*Texte:*

+ + +

Décision

Décision n° 2010-95 QPC du 28 janvier 2011

SARL du Parc d'activités de Blotzheim et autre [Projet d'intérêt général]
Conformité

Le Conseil constitutionnel a été saisi le 26 novembre 2010 par le Conseil d'État (décision n° 340213 du 26 novembre 2010), dans les conditions prévues à l'article 61-1 de la Constitution, d'une question prioritaire de constitutionnalité posée par la SARL du parc d'activités de Blotzheim et la SCI Haselaecker, relative à la conformité aux droits et libertés que la Constitution garantit de l'article L. 121-9 du code de l'urbanisme.

+ + +

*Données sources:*

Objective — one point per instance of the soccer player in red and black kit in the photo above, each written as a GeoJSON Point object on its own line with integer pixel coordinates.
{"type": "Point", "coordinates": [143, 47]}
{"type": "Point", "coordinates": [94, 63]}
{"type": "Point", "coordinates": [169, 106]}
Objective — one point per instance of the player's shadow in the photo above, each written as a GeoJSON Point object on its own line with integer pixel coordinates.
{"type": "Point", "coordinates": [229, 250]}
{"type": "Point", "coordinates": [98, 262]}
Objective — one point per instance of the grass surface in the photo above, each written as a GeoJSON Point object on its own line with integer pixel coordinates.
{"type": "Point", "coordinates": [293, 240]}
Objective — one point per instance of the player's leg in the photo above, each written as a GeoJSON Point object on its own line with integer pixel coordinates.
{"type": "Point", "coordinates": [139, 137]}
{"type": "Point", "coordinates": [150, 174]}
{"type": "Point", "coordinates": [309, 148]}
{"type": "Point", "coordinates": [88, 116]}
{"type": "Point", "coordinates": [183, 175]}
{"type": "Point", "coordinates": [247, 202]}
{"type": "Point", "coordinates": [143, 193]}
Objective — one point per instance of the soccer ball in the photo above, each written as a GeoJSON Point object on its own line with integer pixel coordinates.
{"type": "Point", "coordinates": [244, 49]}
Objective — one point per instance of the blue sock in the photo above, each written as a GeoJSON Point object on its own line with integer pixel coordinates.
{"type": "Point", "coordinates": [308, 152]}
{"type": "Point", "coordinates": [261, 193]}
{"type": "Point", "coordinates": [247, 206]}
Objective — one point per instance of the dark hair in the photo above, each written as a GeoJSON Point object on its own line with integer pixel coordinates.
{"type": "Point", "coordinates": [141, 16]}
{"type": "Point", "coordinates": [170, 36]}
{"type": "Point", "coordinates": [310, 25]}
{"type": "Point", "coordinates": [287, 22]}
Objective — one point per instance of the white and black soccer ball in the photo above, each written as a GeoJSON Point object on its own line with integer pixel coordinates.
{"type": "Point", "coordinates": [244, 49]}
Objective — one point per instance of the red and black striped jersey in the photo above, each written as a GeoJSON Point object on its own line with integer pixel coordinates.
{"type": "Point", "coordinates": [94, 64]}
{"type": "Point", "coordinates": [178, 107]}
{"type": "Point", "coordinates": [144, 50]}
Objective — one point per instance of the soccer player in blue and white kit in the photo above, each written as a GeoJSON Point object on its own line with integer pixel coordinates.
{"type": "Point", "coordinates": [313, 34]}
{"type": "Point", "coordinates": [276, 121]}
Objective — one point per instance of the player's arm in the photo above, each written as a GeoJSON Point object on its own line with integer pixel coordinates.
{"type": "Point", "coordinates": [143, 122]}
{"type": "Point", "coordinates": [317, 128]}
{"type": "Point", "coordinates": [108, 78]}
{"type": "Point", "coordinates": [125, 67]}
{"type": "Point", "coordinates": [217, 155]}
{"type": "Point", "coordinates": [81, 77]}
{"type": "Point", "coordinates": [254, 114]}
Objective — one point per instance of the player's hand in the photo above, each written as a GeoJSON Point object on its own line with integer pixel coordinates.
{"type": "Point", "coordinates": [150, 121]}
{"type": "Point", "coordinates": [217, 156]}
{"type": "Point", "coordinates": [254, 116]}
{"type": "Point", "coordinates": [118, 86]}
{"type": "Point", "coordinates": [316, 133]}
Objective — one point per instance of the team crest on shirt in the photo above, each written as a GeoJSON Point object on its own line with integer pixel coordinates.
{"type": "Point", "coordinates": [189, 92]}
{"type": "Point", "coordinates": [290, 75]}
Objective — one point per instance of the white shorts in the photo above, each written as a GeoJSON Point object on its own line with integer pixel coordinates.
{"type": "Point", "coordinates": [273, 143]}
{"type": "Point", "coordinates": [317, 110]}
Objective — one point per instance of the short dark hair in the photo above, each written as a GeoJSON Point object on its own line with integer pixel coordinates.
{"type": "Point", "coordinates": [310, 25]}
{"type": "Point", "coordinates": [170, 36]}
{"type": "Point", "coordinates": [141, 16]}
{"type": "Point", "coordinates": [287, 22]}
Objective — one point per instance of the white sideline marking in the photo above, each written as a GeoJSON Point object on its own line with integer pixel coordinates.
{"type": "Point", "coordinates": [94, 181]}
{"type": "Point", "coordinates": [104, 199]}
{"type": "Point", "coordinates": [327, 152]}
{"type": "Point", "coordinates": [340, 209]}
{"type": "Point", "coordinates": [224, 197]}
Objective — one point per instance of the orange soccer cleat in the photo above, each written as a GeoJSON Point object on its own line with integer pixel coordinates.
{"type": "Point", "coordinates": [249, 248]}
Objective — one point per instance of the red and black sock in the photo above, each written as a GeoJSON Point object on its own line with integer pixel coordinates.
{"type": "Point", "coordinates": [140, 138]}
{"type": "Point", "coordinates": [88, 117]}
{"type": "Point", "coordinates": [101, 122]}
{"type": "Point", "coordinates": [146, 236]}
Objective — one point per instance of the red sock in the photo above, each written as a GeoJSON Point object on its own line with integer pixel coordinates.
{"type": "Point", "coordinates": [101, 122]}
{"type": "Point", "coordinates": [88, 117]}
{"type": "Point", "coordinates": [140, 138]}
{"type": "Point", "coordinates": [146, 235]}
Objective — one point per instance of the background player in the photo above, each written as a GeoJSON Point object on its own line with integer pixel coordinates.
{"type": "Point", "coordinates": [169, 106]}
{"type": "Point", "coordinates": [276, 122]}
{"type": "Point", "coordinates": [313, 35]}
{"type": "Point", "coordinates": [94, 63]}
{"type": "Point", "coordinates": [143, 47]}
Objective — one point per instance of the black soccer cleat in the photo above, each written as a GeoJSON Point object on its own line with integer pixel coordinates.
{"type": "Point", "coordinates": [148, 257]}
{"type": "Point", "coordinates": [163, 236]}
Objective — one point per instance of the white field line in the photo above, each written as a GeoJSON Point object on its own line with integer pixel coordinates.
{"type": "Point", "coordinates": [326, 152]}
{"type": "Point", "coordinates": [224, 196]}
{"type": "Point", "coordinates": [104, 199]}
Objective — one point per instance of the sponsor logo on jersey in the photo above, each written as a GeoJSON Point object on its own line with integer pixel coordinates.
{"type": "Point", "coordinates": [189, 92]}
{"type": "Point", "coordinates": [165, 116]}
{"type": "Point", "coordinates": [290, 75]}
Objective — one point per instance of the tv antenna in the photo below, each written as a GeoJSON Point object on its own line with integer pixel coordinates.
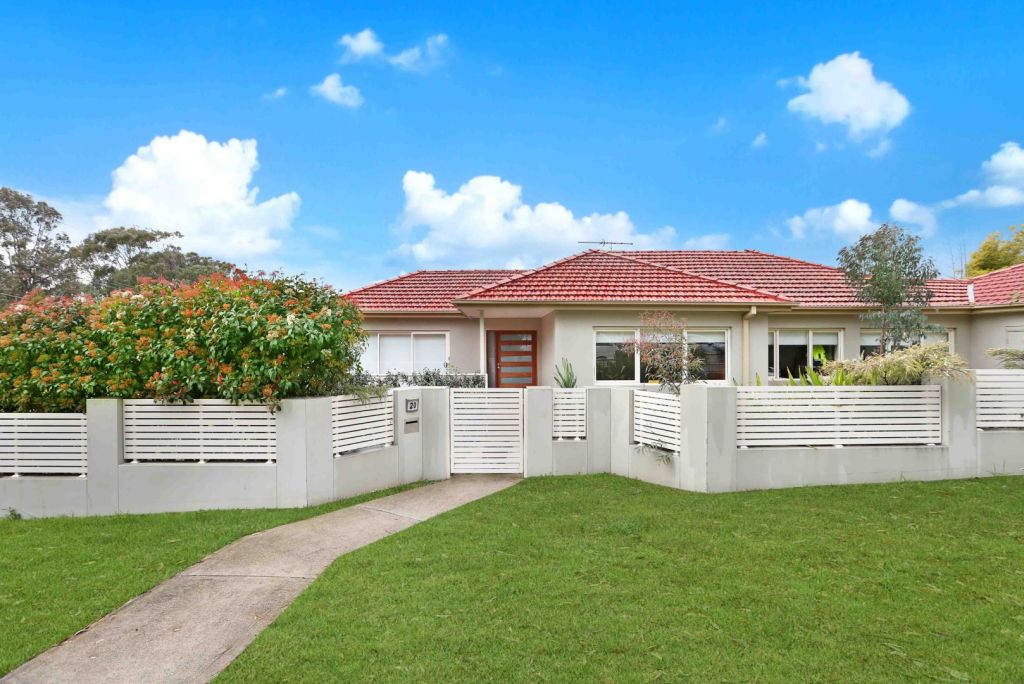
{"type": "Point", "coordinates": [602, 243]}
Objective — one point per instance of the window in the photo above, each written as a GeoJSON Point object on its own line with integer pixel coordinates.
{"type": "Point", "coordinates": [870, 344]}
{"type": "Point", "coordinates": [791, 351]}
{"type": "Point", "coordinates": [614, 362]}
{"type": "Point", "coordinates": [404, 352]}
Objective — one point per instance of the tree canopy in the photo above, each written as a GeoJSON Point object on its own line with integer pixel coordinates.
{"type": "Point", "coordinates": [888, 270]}
{"type": "Point", "coordinates": [35, 255]}
{"type": "Point", "coordinates": [995, 253]}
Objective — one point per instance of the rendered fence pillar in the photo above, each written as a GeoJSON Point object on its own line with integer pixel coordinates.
{"type": "Point", "coordinates": [721, 439]}
{"type": "Point", "coordinates": [305, 474]}
{"type": "Point", "coordinates": [960, 420]}
{"type": "Point", "coordinates": [538, 442]}
{"type": "Point", "coordinates": [104, 454]}
{"type": "Point", "coordinates": [599, 430]}
{"type": "Point", "coordinates": [409, 433]}
{"type": "Point", "coordinates": [620, 430]}
{"type": "Point", "coordinates": [435, 425]}
{"type": "Point", "coordinates": [708, 424]}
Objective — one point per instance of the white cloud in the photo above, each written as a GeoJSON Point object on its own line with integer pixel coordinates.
{"type": "Point", "coordinates": [845, 91]}
{"type": "Point", "coordinates": [485, 222]}
{"type": "Point", "coordinates": [359, 46]}
{"type": "Point", "coordinates": [423, 58]}
{"type": "Point", "coordinates": [202, 188]}
{"type": "Point", "coordinates": [1004, 173]}
{"type": "Point", "coordinates": [904, 211]}
{"type": "Point", "coordinates": [1007, 166]}
{"type": "Point", "coordinates": [333, 90]}
{"type": "Point", "coordinates": [712, 241]}
{"type": "Point", "coordinates": [848, 219]}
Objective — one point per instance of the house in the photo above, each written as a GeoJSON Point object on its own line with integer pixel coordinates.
{"type": "Point", "coordinates": [751, 314]}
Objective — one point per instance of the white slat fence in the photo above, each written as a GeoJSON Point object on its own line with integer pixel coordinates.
{"type": "Point", "coordinates": [656, 419]}
{"type": "Point", "coordinates": [43, 444]}
{"type": "Point", "coordinates": [999, 399]}
{"type": "Point", "coordinates": [486, 430]}
{"type": "Point", "coordinates": [356, 425]}
{"type": "Point", "coordinates": [568, 414]}
{"type": "Point", "coordinates": [204, 430]}
{"type": "Point", "coordinates": [843, 416]}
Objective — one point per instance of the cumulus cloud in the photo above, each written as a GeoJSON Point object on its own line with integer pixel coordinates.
{"type": "Point", "coordinates": [202, 188]}
{"type": "Point", "coordinates": [906, 212]}
{"type": "Point", "coordinates": [1004, 174]}
{"type": "Point", "coordinates": [712, 241]}
{"type": "Point", "coordinates": [848, 219]}
{"type": "Point", "coordinates": [360, 45]}
{"type": "Point", "coordinates": [845, 91]}
{"type": "Point", "coordinates": [333, 90]}
{"type": "Point", "coordinates": [422, 58]}
{"type": "Point", "coordinates": [485, 222]}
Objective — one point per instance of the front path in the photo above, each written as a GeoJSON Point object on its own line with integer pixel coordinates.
{"type": "Point", "coordinates": [193, 626]}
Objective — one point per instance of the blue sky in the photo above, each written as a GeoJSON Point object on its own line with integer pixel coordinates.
{"type": "Point", "coordinates": [489, 134]}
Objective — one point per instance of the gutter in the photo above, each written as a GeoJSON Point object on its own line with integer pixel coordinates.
{"type": "Point", "coordinates": [747, 343]}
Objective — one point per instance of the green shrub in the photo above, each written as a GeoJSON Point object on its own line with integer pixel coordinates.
{"type": "Point", "coordinates": [232, 337]}
{"type": "Point", "coordinates": [912, 366]}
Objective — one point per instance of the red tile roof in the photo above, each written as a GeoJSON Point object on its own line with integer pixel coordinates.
{"type": "Point", "coordinates": [426, 291]}
{"type": "Point", "coordinates": [1000, 287]}
{"type": "Point", "coordinates": [813, 285]}
{"type": "Point", "coordinates": [597, 275]}
{"type": "Point", "coordinates": [691, 275]}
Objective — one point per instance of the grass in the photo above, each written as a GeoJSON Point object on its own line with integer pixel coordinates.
{"type": "Point", "coordinates": [602, 579]}
{"type": "Point", "coordinates": [59, 574]}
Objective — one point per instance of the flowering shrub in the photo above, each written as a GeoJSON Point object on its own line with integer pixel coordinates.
{"type": "Point", "coordinates": [232, 337]}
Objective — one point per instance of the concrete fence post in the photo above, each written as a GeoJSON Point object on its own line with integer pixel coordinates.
{"type": "Point", "coordinates": [708, 424]}
{"type": "Point", "coordinates": [538, 426]}
{"type": "Point", "coordinates": [305, 468]}
{"type": "Point", "coordinates": [104, 432]}
{"type": "Point", "coordinates": [435, 426]}
{"type": "Point", "coordinates": [621, 430]}
{"type": "Point", "coordinates": [409, 433]}
{"type": "Point", "coordinates": [598, 429]}
{"type": "Point", "coordinates": [960, 421]}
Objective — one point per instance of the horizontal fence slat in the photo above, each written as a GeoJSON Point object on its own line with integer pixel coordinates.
{"type": "Point", "coordinates": [841, 416]}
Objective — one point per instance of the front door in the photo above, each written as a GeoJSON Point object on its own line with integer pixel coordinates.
{"type": "Point", "coordinates": [515, 357]}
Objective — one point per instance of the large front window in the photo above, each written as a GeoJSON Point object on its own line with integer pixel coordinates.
{"type": "Point", "coordinates": [404, 352]}
{"type": "Point", "coordinates": [792, 351]}
{"type": "Point", "coordinates": [615, 361]}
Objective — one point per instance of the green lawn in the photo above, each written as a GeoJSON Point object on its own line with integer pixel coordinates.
{"type": "Point", "coordinates": [602, 579]}
{"type": "Point", "coordinates": [59, 574]}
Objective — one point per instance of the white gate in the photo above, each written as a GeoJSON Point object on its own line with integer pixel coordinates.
{"type": "Point", "coordinates": [486, 430]}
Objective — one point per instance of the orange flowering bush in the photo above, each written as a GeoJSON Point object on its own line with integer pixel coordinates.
{"type": "Point", "coordinates": [232, 337]}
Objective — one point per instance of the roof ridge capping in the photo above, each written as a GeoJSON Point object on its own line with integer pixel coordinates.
{"type": "Point", "coordinates": [521, 274]}
{"type": "Point", "coordinates": [721, 281]}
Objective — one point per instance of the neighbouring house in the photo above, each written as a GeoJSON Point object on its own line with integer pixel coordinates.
{"type": "Point", "coordinates": [749, 313]}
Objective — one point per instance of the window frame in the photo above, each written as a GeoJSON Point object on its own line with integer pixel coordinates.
{"type": "Point", "coordinates": [412, 334]}
{"type": "Point", "coordinates": [773, 339]}
{"type": "Point", "coordinates": [726, 332]}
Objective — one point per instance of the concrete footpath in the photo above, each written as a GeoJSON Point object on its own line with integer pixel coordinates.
{"type": "Point", "coordinates": [190, 627]}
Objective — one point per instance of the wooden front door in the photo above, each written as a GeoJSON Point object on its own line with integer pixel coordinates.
{"type": "Point", "coordinates": [515, 357]}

+ + +

*Tâches à réaliser:*
A: Citez tous les organismes et sociétés nommés dans la décision.
B: Recopiez tout le passage de la décision qui va de « Décision n° 2010-95 » jusqu'à « code de l'urbanisme. ».
C: D'après la décision, à quelle date le Conseil constitutionnel a-t-il été saisi ?
Servez-vous uniquement de la décision.

*Corrigé des tâches:*
A: Conseil constitutionnel, Conseil d'État, SARL du parc d'activités de Blotzheim, SCI Haselaecker

B:
Décision n° 2010-95 QPC du 28 janvier 2011

SARL du Parc d'activités de Blotzheim et autre [Projet d'intérêt général]
Conformité

Le Conseil constitutionnel a été saisi le 26 novembre 2010 par le Conseil d'État (décision n° 340213 du 26 novembre 2010), dans les conditions prévues à l'article 61-1 de la Constitution, d'une question prioritaire de constitutionnalité posée par la SARL du parc d'activités de Blotzheim et la SCI Haselaecker, relative à la conformité aux droits et libertés que la Constitution garantit de l'article L. 121-9 du code de l'urbanisme.

C: Le 26 novembre 2010.